:: Consigne A ::
Convertis les lignes fournies en tableau Markdown à deux colonnes, « Numéro » pour le rang et « Contenu » pour la ligne, sans les lignes vides. Commence à la ligne qui contient « of the black » et arrête-toi après la dernière de ces lignes.
:: Extrait du document ::
Yassine Chraibi & Faical Adali: Mechanics of belief

À Marrakech, l’art se cache parfois derrière une porte discrète. Chez IZZA – House of Friends, il se révèle dans le calme d’une maison où l’on croit autant à la création qu’à la rencontre.

Au cœur de la médina, entre les ruelles de Sidi Ahmed Soussi, IZZA s’impose comme un lieu à part : à la fois maison d’hôtes, espace d’exposition et plateforme culturelle, où l’art contemporain marocain s’épanouit dans un dialogue constant entre tradition et expérimentation.

Ce qui rend IZZA unique, c’est sa vision. À travers son programme des artistes associés, le lieu soutient des créateurs installés au Maroc en leur offrant du temps, de l’espace et des moyens pour développer de nouveaux projets. Ce modèle, rare dans le pays, favorise la recherche, la collaboration et la prise de risque — des conditions essentielles pour faire émerger des voix artistiques fortes et indépendantes.

C’est dans ce cadre qu’a vu le jour Mechanics of Belief, exposition présentée du 8 novembre au 8 décembre 2025 et réunissant Yassine Chraibi et Faïçal Adali, sous le commissariat d’Aïcha Benazzouz et Natasha Cox.

Deux artistes aux univers distincts mais unis par une même question : comment se construisent nos systèmes de croyance et de pouvoir, et surtout, que reste-t-il quand on les met à l’épreuve ?

Ce soir de vernissage, le lieu vibrait d’une énergie particulière. Dans la douceur des patios et le murmure des conversations, le travail de Yassine Chraibi s’imposait par sa justesse et sa présence tranquille.

Son installation Distributor of Witnesses semblait d’abord ludique : une machine où l’on insère une pièce pour recevoir un petit objet sculptural. Mais en observant les visiteurs, on comprenait vite que le jeu cachait un mécanisme plus profond. Chaque geste répétait un rituel de conformité, une manière d’interroger la croyance comme un système que nous entretenons, parfois sans nous en rendre compte.
:::
:: Lignes fournies ::
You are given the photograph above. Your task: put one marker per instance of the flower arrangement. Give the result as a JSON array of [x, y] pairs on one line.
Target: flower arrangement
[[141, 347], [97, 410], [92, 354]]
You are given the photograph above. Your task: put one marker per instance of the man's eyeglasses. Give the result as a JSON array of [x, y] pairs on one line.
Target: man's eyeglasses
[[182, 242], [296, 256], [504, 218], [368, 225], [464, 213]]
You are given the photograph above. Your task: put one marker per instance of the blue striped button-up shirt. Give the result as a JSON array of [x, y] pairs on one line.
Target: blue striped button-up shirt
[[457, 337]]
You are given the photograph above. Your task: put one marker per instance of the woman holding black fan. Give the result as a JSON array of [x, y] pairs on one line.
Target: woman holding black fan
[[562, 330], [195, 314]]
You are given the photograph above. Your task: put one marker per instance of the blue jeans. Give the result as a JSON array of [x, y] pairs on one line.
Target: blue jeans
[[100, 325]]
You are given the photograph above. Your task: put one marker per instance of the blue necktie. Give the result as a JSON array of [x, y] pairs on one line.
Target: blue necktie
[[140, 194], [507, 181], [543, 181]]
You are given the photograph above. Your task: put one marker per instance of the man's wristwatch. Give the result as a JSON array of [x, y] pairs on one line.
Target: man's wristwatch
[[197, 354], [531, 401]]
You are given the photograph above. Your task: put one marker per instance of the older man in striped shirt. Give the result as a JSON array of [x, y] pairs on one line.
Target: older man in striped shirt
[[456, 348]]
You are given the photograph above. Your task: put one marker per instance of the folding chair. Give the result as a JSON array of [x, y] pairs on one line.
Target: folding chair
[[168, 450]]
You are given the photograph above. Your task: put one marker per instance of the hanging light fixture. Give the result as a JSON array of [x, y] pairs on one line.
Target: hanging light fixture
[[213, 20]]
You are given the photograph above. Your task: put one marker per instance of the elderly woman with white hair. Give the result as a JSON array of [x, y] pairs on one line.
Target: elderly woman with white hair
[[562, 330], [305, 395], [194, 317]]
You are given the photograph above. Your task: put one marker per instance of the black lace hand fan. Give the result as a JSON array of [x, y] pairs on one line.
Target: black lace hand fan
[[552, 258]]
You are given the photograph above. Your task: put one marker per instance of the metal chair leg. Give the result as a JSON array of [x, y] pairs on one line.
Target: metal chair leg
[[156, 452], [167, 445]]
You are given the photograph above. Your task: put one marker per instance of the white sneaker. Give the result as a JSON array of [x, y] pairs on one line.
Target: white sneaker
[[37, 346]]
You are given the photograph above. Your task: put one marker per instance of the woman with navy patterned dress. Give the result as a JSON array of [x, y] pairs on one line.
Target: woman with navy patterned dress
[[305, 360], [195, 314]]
:::
:: Consigne B ::
Poursuis le texte sur l'exposition Mechanics of Belief en reprenant juste après sa dernière phrase.

:: Réponse A ::
| Numéro | Contenu |
|---|---|
| 1 | You are given the photograph above. Your task: put one marker per instance of the black lace hand fan. Give the result as a JSON array of [x, y] pairs on one line. |
| 2 | Target: black lace hand fan |
| 3 | [[552, 258]] |
| 4 | You are given the photograph above. Your task: put one marker per instance of the metal chair leg. Give the result as a JSON array of [x, y] pairs on one line. |
| 5 | Target: metal chair leg |
| 6 | [[156, 452], [167, 445]] |
| 7 | You are given the photograph above. Your task: put one marker per instance of the white sneaker. Give the result as a JSON array of [x, y] pairs on one line. |
| 8 | Target: white sneaker |
| 9 | [[37, 346]] |
| 10 | You are given the photograph above. Your task: put one marker per instance of the woman with navy patterned dress. Give the result as a JSON array of [x, y] pairs on one line. |
| 11 | Target: woman with navy patterned dress |
| 12 | [[305, 360], [195, 314]] |

:: Réponse B ::
Plus loin, Chraibi proposait Fill the Missing Part, une série de dessins complétés par d’autres mains. Un geste d’humilité, presque spirituel, où la création devient collective et le hasard un partenaire. “Je veux que le spectateur sente qu’il fait partie du système”, a-t-il confié ce soir-là, le regard posé sur sa machine qui tintait doucement à chaque pièce insérée.

Il y a dans son approche une rigueur et une douceur à la fois. Yassine Chraibi ne moralise pas : il met en place des situations qui nous obligent à nous regarder agir. Ses œuvres parlent de pouvoir, de contrôle, de foi, mais toujours à travers la matière et le geste. Elles s’ancrent dans le quotidien tout en le dépassant.


En contrepoint, Faïçal Adali proposait une lecture plus visuelle, plus directe de cette mécanique du croire. Ses nouvelles œuvres, inspirées du langage visuel des rues de Casablanca, s’appuient sur ce que l’artiste appelle un vocabulaire pop quotidien, façonné par la culture urbaine et l’expression personnelle.

Dans ses peintures, on retrouve la vitalité des camions décorés de la ville, ces véhicules devenus symboles d’identité et d’appartenance. Pour Adali, ces motifs, ces slogans, ces couleurs criantes racontent une autre forme de croyance — celle qui s’exprime à travers les signes du quotidien, dans le désir d’être vu, reconnu, représenté.

À IZZA, ces deux démarches se répondent sans s’opposer. L’une explore la foi comme expérience intérieure, l’autre comme langage visuel collectif. Et le lieu lui-même, par sa beauté et son ouverture, relie ces univers avec justesse.

Je suis ressorti d’IZZA avec la sensation d’avoir assisté à une conversation sincère entre deux artistes qui, chacun à leur manière, posent la même question : qu’est-ce qui nous fait croire, encore, et ensemble ?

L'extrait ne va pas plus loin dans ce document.